#### TO DO:
In the entries below, from the line that contains "Q: For each instance of the blue" through the end of the entries, swap "thickest" for "widest" and write out only those lines, with everything else unchanged.

#### TASK INPUT:
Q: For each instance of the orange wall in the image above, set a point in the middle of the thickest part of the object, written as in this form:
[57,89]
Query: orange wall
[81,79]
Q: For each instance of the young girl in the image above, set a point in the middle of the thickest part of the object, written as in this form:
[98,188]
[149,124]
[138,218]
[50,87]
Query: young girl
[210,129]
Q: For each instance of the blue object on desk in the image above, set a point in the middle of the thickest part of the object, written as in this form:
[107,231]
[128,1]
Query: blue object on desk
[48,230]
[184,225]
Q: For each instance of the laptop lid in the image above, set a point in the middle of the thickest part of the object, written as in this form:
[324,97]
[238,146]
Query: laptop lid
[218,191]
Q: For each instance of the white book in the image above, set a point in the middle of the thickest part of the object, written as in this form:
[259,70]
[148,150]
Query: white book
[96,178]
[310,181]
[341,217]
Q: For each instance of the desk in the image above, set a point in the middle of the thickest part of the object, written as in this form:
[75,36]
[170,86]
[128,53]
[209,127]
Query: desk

#### CORRECT RESPONSE:
Q: For each instance of the blue object on desk in the image above, set a point in the middle of the widest part of the object, written as in this form:
[107,231]
[128,1]
Query: blue object on desk
[48,230]
[184,225]
Q: For each instance of the laptop lid in the image above, set a point in the middle of the widest part of the object, written as in this form:
[324,97]
[238,146]
Query: laptop lid
[218,191]
Q: For each instance of the white book in the image above, set a point in the middle of the widest part of the object, written as in this form:
[259,70]
[148,150]
Query: white book
[96,178]
[310,181]
[341,217]
Q: For each instance of the desk in the image above, set a point in the middle of the widest part of the object, written as in this form:
[75,36]
[170,86]
[128,53]
[209,127]
Query: desk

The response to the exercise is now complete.